— BEGIN —

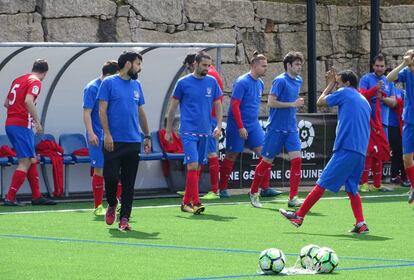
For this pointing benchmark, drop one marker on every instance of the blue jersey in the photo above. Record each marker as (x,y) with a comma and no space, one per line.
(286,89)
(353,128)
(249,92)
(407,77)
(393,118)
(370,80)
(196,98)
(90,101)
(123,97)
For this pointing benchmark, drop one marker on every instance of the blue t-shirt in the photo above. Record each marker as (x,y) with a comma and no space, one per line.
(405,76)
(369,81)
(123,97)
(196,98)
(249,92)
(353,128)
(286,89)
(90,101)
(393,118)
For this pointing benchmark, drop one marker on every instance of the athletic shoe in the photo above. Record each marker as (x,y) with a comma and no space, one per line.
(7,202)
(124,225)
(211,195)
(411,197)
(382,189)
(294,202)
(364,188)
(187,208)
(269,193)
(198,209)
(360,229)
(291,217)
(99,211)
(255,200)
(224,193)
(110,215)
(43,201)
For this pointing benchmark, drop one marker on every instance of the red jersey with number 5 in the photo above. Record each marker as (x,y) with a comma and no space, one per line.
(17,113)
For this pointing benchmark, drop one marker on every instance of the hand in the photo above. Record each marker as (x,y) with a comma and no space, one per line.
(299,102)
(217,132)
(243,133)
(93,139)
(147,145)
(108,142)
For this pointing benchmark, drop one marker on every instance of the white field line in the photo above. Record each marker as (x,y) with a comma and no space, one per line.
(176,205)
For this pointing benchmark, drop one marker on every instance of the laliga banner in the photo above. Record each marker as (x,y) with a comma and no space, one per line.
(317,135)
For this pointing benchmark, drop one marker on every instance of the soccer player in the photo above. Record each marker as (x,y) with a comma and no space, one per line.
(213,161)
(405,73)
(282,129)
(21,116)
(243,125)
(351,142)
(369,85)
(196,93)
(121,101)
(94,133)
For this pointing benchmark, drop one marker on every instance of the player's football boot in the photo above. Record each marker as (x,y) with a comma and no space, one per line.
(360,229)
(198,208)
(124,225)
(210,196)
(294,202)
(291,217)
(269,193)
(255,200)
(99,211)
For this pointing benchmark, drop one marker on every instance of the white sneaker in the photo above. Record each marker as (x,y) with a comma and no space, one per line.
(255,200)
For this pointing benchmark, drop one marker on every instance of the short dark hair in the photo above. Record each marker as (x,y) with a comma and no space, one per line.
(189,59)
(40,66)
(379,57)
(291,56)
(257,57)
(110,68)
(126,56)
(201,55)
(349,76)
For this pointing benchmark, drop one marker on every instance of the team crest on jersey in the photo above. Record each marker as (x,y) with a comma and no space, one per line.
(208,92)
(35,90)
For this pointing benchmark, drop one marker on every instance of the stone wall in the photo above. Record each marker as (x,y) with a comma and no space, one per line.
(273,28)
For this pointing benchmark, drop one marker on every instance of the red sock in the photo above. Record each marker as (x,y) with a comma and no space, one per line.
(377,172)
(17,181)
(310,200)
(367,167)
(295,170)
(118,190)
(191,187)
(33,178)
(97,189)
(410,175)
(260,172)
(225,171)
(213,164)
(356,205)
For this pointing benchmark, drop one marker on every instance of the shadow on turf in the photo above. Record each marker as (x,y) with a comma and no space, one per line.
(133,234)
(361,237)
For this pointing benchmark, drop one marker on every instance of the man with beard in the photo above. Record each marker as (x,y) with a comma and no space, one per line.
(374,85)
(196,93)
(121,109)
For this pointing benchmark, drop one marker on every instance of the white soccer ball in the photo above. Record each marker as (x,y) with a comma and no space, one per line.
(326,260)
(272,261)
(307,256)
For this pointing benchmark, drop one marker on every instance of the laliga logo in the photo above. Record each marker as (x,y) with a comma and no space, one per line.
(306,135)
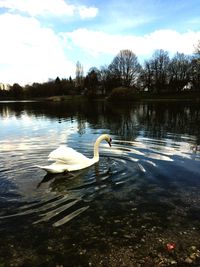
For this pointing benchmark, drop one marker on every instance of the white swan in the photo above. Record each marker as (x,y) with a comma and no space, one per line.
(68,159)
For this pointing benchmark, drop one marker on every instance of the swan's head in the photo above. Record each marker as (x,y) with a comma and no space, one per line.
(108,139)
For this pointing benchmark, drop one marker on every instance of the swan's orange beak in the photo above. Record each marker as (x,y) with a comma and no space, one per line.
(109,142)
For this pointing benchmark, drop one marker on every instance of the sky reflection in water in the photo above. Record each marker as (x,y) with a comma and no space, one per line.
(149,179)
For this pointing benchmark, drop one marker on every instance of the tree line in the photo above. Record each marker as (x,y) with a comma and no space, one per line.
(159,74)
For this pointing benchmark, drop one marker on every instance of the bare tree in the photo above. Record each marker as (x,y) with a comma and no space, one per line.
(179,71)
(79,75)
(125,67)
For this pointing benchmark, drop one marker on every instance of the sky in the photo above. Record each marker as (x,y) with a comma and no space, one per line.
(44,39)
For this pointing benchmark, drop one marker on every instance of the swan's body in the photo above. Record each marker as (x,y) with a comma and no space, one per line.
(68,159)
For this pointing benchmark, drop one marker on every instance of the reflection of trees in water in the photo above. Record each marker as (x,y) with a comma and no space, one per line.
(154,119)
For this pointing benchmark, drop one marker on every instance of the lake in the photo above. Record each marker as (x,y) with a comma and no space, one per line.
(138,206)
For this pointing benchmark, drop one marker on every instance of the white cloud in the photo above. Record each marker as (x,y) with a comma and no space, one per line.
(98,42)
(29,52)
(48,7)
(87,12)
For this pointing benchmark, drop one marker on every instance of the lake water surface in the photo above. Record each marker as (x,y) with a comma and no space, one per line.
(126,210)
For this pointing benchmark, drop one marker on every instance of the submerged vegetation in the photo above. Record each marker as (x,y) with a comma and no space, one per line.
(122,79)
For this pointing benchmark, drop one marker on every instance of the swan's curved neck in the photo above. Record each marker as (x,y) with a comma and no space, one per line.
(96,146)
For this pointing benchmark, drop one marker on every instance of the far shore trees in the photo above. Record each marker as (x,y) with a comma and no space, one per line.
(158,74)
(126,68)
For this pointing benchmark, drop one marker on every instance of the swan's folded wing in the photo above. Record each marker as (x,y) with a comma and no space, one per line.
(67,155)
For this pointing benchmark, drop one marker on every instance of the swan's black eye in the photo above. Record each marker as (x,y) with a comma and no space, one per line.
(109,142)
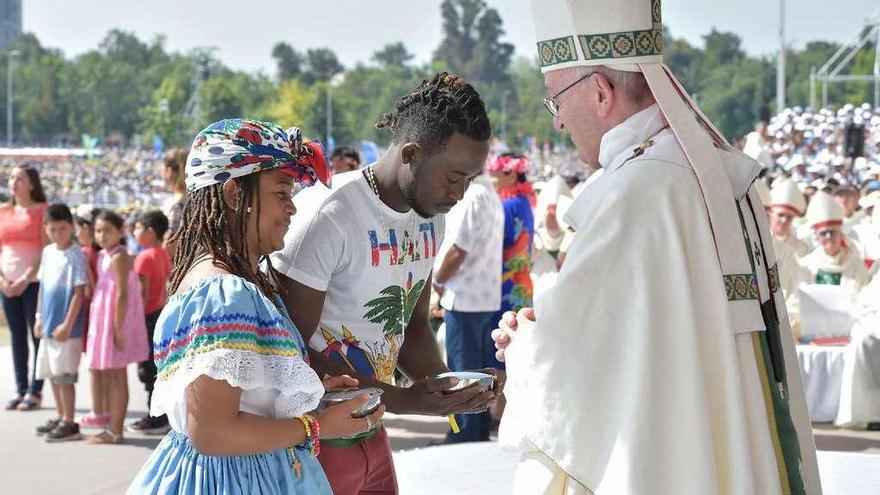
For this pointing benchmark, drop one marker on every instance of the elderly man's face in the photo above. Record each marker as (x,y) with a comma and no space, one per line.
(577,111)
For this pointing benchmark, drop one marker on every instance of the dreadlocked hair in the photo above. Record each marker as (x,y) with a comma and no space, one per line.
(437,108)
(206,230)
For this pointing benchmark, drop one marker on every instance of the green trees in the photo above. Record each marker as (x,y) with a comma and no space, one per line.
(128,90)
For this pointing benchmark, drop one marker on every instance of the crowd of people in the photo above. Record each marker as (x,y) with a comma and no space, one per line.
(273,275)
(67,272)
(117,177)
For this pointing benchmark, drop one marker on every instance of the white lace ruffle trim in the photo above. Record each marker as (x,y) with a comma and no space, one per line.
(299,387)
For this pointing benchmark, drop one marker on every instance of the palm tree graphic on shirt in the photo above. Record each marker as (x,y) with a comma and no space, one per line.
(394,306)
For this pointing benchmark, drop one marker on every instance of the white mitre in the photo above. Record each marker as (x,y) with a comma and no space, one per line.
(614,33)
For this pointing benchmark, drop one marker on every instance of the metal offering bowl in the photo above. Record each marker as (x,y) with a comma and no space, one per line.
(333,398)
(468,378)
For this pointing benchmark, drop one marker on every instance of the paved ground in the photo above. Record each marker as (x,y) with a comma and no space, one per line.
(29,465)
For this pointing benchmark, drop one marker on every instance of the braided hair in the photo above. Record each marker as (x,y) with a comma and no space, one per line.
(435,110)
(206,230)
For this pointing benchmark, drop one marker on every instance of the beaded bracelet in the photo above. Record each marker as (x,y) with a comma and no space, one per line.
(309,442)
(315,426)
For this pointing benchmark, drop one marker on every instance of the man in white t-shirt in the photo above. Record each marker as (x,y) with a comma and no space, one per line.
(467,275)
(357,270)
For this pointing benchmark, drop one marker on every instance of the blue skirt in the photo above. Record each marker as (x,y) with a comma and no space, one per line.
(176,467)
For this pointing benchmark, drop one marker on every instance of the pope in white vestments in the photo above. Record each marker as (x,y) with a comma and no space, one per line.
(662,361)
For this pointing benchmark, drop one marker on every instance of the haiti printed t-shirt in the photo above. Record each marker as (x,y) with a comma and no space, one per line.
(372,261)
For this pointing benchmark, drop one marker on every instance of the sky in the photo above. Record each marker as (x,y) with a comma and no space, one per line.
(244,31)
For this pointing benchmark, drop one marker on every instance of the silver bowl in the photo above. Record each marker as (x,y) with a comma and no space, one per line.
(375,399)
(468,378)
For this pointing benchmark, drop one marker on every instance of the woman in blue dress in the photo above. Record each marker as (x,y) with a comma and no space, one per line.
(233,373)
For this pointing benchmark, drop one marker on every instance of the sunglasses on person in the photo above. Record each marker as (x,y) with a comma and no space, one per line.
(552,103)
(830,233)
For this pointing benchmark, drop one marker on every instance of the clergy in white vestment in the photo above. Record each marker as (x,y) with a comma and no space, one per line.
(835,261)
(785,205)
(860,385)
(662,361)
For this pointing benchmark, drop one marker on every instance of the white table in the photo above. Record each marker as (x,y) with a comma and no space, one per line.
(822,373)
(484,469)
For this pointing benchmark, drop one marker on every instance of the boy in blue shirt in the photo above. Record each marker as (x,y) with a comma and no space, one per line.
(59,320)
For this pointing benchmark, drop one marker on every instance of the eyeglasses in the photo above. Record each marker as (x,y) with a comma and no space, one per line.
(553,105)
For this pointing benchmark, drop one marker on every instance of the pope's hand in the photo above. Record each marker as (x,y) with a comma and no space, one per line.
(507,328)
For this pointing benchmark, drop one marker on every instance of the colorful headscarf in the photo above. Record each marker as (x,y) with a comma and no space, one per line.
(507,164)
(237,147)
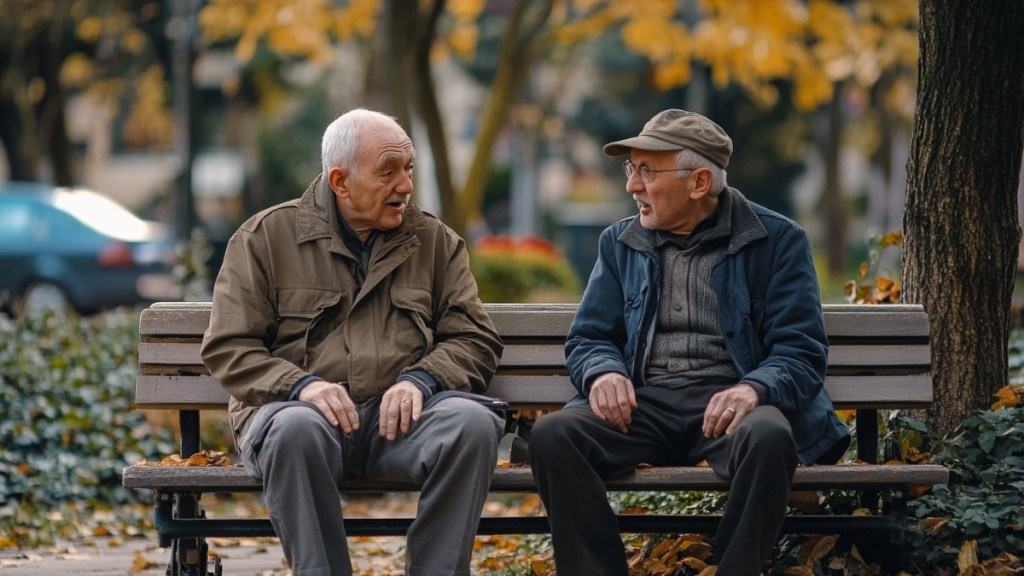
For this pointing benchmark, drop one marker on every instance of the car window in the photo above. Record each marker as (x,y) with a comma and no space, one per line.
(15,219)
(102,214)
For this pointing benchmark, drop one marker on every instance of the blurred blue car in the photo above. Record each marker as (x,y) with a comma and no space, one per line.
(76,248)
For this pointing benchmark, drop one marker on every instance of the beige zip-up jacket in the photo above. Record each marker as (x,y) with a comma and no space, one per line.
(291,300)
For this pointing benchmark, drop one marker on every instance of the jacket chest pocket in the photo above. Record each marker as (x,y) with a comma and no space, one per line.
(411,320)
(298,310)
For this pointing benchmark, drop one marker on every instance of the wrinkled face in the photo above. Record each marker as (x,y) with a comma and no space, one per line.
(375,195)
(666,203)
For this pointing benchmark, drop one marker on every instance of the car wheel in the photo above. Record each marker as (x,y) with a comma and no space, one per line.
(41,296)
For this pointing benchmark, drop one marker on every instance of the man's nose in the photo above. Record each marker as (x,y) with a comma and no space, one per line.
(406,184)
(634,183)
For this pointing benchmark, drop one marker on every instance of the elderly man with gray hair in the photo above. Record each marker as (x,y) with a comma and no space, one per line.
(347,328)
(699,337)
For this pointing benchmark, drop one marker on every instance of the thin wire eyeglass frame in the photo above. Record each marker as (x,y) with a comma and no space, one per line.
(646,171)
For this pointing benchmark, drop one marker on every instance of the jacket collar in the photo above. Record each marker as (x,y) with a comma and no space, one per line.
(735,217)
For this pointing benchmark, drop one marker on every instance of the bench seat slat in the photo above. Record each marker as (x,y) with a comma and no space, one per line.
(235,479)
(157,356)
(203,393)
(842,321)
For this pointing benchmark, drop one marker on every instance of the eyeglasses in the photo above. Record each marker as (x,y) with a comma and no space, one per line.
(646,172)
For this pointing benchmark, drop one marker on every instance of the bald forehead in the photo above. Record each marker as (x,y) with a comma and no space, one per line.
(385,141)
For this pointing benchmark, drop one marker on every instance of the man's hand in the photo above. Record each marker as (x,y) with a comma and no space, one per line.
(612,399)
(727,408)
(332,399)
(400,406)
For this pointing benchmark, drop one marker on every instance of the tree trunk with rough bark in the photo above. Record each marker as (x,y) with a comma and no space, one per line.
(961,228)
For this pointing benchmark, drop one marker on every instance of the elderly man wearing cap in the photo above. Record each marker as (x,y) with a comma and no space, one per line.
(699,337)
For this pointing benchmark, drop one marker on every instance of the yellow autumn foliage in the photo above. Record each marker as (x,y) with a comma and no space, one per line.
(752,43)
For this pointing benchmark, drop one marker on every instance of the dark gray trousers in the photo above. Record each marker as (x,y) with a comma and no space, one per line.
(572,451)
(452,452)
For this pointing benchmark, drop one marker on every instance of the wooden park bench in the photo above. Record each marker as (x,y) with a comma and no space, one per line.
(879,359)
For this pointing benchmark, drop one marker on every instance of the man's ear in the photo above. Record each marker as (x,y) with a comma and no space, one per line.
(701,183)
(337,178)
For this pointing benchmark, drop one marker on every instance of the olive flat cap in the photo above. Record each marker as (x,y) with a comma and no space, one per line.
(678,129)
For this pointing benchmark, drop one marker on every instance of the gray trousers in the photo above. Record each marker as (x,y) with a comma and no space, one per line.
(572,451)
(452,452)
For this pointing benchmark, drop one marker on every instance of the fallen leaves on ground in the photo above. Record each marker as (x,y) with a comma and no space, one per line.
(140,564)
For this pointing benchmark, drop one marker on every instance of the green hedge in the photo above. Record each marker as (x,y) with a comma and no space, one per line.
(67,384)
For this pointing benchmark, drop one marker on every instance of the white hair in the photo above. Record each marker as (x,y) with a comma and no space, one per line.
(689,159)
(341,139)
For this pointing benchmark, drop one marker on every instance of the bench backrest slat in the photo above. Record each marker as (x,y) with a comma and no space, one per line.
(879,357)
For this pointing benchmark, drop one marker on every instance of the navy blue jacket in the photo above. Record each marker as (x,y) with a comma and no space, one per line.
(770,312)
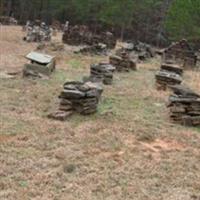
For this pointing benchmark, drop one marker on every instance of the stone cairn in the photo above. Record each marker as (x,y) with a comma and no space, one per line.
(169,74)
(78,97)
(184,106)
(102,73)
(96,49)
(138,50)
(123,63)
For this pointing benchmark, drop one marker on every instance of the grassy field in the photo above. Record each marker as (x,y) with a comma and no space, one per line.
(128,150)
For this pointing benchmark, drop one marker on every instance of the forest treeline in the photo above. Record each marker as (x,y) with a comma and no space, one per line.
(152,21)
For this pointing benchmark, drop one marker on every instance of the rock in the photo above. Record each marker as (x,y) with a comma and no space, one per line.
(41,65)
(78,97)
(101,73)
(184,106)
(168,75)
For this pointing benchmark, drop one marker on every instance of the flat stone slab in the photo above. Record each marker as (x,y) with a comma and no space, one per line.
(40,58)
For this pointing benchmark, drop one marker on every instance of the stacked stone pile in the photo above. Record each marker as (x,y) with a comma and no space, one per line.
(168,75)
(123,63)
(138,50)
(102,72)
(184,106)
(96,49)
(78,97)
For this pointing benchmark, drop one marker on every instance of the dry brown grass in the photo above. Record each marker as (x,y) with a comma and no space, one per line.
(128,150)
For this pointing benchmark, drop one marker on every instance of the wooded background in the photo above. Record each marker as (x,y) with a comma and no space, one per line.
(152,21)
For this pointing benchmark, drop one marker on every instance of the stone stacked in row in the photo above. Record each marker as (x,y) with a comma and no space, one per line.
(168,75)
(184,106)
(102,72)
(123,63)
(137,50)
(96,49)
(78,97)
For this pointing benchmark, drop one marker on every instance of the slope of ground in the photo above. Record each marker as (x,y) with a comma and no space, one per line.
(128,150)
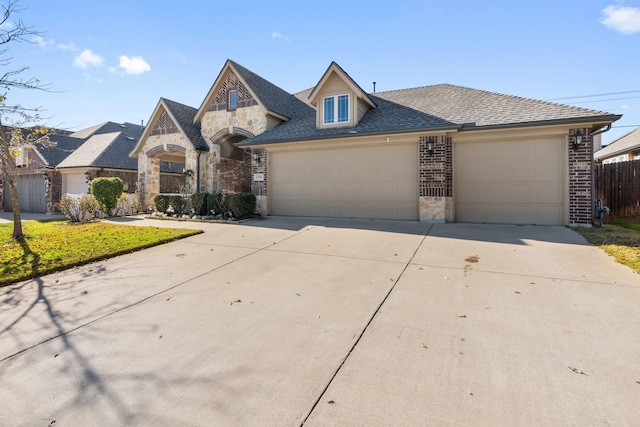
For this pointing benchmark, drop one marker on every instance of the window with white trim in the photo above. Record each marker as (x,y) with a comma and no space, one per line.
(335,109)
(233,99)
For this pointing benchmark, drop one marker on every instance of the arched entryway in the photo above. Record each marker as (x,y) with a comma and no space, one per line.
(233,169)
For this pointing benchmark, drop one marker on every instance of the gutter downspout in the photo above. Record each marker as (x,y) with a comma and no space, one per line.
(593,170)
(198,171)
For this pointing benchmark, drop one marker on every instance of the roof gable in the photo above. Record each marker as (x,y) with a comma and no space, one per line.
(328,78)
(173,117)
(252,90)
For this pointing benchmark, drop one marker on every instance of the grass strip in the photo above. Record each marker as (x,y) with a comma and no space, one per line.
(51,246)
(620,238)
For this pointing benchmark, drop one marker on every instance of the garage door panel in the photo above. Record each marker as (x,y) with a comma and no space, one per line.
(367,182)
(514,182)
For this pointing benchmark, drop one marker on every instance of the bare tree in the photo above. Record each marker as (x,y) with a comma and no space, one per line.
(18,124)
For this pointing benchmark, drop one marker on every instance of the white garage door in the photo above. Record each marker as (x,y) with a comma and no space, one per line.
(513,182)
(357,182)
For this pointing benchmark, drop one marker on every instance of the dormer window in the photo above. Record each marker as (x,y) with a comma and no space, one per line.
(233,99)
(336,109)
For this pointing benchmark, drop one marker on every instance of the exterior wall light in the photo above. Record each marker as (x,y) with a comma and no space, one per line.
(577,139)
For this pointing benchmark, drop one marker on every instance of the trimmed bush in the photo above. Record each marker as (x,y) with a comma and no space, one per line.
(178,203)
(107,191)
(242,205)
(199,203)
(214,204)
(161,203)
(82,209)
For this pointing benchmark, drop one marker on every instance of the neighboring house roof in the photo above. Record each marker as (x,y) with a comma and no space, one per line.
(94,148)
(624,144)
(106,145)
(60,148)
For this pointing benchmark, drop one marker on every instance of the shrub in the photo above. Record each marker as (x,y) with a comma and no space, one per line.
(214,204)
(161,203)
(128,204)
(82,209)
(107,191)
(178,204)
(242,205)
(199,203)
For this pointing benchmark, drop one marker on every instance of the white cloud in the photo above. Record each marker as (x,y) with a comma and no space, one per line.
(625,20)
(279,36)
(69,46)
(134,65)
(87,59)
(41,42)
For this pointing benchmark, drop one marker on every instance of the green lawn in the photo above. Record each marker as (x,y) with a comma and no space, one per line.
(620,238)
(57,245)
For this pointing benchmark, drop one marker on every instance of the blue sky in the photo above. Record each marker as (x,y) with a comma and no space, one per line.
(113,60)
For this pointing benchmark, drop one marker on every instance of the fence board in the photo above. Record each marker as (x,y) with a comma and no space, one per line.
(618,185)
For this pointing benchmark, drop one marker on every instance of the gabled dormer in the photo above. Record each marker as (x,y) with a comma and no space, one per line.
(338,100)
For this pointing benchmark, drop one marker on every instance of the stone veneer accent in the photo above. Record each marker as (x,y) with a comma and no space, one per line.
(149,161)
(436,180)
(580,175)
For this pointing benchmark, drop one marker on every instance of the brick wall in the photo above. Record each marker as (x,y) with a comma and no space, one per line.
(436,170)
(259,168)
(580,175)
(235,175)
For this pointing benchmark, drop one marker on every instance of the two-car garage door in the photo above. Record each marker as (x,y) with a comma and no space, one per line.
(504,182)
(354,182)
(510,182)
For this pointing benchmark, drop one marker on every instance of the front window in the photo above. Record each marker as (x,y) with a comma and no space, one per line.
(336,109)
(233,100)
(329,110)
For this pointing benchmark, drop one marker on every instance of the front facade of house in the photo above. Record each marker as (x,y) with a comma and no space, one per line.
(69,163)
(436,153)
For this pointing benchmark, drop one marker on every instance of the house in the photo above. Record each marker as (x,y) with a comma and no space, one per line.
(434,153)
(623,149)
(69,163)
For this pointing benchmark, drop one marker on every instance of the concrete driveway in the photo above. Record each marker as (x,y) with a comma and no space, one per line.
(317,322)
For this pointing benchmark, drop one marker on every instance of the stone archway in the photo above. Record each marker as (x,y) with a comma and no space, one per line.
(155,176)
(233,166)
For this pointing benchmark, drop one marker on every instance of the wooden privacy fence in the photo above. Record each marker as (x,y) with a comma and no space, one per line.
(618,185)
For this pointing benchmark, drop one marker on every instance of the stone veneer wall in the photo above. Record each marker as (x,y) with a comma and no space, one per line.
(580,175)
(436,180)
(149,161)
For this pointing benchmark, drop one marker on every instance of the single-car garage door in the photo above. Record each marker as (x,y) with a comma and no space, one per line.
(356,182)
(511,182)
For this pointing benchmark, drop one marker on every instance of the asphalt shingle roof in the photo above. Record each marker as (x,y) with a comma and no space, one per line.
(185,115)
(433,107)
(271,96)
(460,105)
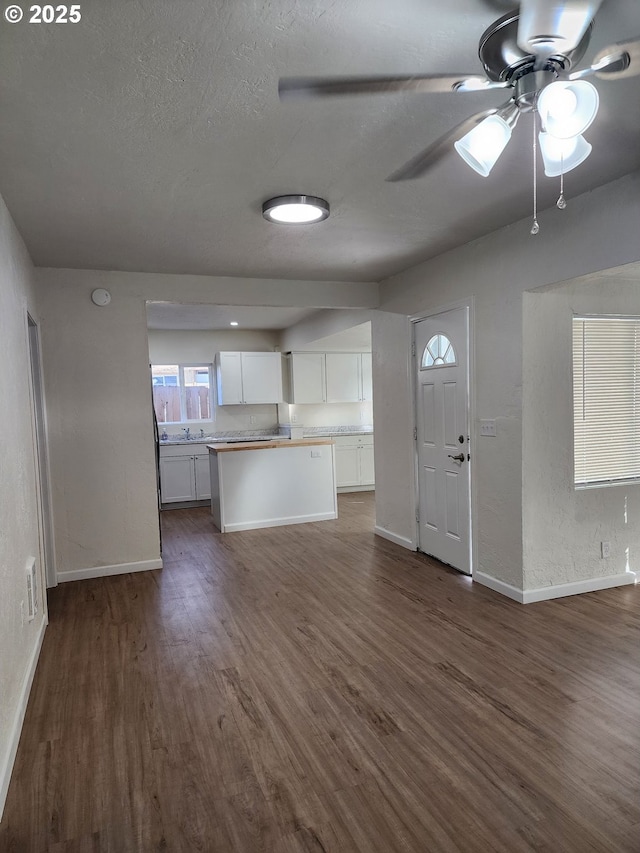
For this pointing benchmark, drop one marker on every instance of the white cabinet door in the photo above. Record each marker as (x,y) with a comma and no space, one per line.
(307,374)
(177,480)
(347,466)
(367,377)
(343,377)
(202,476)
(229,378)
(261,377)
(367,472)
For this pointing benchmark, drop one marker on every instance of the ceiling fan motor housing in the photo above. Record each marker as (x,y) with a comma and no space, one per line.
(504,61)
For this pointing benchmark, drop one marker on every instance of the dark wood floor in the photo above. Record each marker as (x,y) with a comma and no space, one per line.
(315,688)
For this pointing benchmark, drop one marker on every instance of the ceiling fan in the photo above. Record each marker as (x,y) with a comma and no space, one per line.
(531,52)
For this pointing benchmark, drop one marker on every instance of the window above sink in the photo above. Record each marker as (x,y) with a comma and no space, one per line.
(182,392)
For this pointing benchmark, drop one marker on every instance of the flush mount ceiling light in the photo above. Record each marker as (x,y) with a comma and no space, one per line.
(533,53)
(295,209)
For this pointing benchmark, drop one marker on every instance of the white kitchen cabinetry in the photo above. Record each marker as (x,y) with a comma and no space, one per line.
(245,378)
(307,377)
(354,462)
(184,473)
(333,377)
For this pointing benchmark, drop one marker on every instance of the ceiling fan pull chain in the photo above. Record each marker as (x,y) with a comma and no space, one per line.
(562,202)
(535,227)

— END —

▶ Problem details: Update the material from the line that contains "of the asphalt" through the end, changing "pointing benchmark" to "pointing test" everywhere and leaving everything else unchanged. Leave the pictures out of your answer.

▶ Full output:
For this pointing test, drop one marker on every instance of the asphalt shingle roof in the photo above. Record each marker as (x,y) with a comma and no space, one per line.
(185,115)
(433,107)
(271,96)
(460,105)
For this pointing test, drop one marker on every instance of the white cabinet door in the photo above. Record each marker as (x,y) with a comma and no space, one per line.
(307,374)
(177,480)
(347,466)
(367,377)
(343,377)
(202,476)
(229,378)
(261,377)
(367,472)
For this pointing test, drop one marker on every instance of the ceiling fan motor housing in the photo above. Record each marker as (x,y) with a comma and no space, one per line.
(504,61)
For this pointing test, drop one marker on every instance of the dark wood floor in the photo above. Record each marker as (x,y) with a comma and no space, one per line.
(315,688)
For this pointing test, drop one marker on every instance of the ceiling fan in the photo above. Record each marker as (x,y) with a comma and no space, one per line.
(531,52)
For this pointing test, drop one marker on every instance of the window above sink in the photo above. Record each marker as (x,y) with a comma and no space, one per line.
(182,392)
For this pointing test, drop one marker on every instance of the flush mount ceiling light in the photo above. Record each marker as (x,y) with a comma and no space, one per line.
(533,53)
(295,209)
For this pointing test, drop one marker on every instance of the white kitchen cabinetry in the photo above. Record each marker as (x,y) with a comma and no space, one per line.
(245,378)
(307,377)
(354,462)
(184,473)
(333,377)
For this pointing test, drop one marker on every instance of the ceiling fan pull chain in the photo above. Record each marker as (x,y) with a comma and no space, one per line.
(562,202)
(535,227)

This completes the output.